| Source extract |
+---+
Some of these tests should also be repeated after 6 months, when often the dog is settling in their new home.

Some of these conditions can be treated, others require lifelong monitoring and medication for relapses and it is vital the rescue is clear about the costs and implications with anyone who takes on their dogs.

It is also imperative dogs are tested for Brucellosis, a serious condition which can have few outwards symptoms in the pet but can cause very significant disease in humans.

These tests should all be done at an EU registered testing lab and you should be given official copies of the reports, clearly marked with the details of your dog, including their microchip number.

If an importing organisation is unable to do this, I cannot recommend you do take on one of their dogs, the consequences could be heartbreaking.

Have they been imported under Balai or do they just have a passport?

Dogs coming into the UK for rehoming should be brought in under the ‘Balai Directive’, which is for commercial imports and rescue pets for rehoming.  This requires them to have a rabies vaccine, a microchip, a full health check from a vet and be issued with an Intra Trade Animal Health Certificate (ITAHC), in addition to a passport.

Many organisations bring these dogs in on just a pet passport under the PETS Travel Scheme, which is easier and cheaper but not correct.

If a charity you are considering isn’t using Balai and simply using PETS, I would be concerned about what other corners they may be cutting.
+---+
| Material shown |
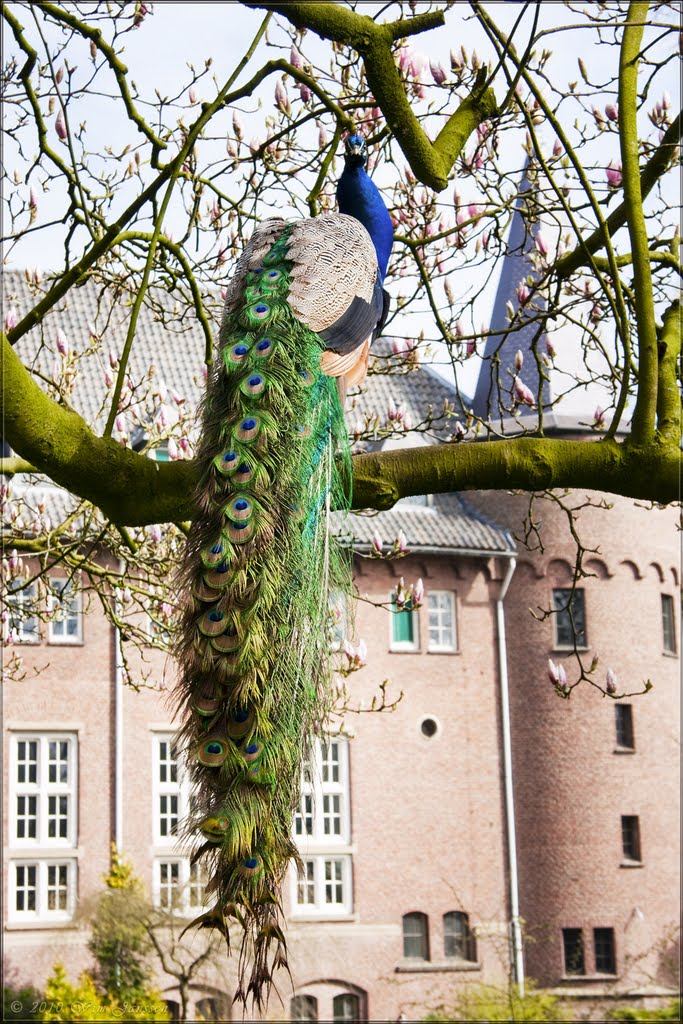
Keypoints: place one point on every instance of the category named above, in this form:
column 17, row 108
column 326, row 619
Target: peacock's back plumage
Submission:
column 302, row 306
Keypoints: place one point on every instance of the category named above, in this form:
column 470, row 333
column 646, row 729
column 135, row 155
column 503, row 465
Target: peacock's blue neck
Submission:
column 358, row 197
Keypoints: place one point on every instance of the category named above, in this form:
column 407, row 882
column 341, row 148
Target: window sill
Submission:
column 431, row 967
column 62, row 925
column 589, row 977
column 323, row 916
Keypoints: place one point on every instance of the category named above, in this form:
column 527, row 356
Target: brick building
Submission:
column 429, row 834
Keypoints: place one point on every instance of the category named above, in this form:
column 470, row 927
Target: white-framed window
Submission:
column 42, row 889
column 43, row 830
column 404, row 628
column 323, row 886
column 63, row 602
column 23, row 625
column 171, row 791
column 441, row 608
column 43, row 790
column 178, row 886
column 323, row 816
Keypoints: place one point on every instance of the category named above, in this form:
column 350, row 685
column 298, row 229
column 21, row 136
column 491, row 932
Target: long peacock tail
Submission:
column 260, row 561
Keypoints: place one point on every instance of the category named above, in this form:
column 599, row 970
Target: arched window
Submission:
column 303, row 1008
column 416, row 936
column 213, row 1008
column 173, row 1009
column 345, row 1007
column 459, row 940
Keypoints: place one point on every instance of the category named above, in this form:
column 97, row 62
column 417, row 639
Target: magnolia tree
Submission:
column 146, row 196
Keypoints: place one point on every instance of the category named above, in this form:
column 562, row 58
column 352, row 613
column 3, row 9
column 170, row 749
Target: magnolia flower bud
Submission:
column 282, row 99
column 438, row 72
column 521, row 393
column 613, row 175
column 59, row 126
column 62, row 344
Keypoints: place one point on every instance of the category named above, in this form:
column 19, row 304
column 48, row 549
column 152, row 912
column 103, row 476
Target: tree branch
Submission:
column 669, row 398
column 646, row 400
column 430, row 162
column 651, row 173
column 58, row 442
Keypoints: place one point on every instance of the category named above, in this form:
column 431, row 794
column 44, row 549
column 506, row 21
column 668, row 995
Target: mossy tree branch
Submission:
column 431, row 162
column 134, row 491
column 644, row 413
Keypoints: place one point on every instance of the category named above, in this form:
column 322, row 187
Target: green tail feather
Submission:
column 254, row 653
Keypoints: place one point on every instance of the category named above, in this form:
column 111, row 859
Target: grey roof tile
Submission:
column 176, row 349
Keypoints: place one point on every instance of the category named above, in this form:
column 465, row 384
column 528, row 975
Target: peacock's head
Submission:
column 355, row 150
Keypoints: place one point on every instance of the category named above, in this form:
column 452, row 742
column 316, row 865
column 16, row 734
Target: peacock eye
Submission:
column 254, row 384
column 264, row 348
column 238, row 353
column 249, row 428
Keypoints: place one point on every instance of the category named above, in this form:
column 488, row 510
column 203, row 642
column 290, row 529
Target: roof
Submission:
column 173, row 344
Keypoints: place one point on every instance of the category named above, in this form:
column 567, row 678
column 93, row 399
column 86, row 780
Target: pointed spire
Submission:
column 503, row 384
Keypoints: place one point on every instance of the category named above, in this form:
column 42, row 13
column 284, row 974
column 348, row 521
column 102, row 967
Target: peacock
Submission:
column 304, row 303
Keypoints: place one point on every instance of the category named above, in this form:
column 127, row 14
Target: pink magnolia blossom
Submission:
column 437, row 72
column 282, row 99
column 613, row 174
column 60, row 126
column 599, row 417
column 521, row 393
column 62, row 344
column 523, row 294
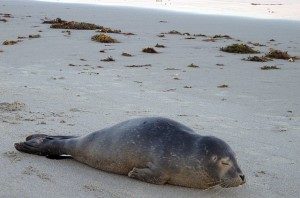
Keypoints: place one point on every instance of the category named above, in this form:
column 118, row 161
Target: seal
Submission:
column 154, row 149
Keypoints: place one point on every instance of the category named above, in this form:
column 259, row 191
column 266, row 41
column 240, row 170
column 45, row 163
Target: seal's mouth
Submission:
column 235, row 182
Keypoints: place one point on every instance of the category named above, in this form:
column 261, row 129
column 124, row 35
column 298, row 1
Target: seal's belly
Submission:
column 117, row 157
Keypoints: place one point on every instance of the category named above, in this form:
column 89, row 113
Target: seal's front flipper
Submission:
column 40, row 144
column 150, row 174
+---+
| What needs to be done |
Copy the stretch of the passage on importing rescue dogs from "Some of these tests" through "their microchip number." word for word. These rows were drawn from a separate source.

| Answer to this task |
Some of these tests should also be repeated after 6 months, when often the dog is settling in their new home.

Some of these conditions can be treated, others require lifelong monitoring and medication for relapses and it is vital the rescue is clear about the costs and implications with anyone who takes on their dogs.

It is also imperative dogs are tested for Brucellosis, a serious condition which can have few outwards symptoms in the pet but can cause very significant disease in humans.

These tests should all be done at an EU registered testing lab and you should be given official copies of the reports, clearly marked with the details of your dog, including their microchip number.